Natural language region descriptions
************

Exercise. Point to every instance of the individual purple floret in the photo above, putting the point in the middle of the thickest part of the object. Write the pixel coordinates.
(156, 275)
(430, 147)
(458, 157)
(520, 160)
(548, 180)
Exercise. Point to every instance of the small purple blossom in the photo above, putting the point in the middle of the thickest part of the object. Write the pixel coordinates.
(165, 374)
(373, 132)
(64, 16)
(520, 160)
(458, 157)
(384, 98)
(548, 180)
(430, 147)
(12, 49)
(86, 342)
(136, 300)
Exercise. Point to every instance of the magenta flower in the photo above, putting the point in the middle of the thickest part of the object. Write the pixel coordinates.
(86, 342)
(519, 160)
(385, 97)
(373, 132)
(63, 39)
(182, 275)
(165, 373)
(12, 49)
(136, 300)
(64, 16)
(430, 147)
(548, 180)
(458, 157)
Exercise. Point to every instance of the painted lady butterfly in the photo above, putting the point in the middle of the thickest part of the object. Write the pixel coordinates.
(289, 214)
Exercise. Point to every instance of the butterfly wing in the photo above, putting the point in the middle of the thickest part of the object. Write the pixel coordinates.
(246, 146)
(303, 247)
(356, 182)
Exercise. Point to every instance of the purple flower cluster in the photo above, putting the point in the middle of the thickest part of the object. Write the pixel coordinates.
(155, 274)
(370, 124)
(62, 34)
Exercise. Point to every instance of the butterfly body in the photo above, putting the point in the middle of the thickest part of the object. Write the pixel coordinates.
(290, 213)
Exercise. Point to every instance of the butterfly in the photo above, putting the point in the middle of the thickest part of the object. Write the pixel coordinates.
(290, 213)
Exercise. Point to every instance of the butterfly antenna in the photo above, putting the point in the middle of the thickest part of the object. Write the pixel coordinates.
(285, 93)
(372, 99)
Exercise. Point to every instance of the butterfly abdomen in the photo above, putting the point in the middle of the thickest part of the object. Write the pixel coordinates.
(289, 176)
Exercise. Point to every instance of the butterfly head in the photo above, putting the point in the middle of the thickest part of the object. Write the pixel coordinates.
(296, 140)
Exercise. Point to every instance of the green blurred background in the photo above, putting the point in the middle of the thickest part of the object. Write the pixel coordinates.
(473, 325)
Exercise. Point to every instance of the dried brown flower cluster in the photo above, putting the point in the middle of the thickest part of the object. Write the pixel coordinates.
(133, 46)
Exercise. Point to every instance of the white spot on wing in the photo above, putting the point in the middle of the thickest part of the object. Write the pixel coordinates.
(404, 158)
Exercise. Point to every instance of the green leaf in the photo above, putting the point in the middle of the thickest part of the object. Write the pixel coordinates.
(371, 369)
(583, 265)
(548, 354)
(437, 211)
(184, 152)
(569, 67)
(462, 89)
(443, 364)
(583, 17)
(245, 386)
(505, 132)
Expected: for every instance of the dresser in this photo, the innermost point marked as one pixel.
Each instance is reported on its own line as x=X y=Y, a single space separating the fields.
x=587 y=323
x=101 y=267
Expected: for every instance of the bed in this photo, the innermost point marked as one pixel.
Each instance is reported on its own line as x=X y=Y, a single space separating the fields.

************

ASSIGNED TASK: Across the entries above, how many lines include "Expected"? State only that number.

RESULT BELOW: 2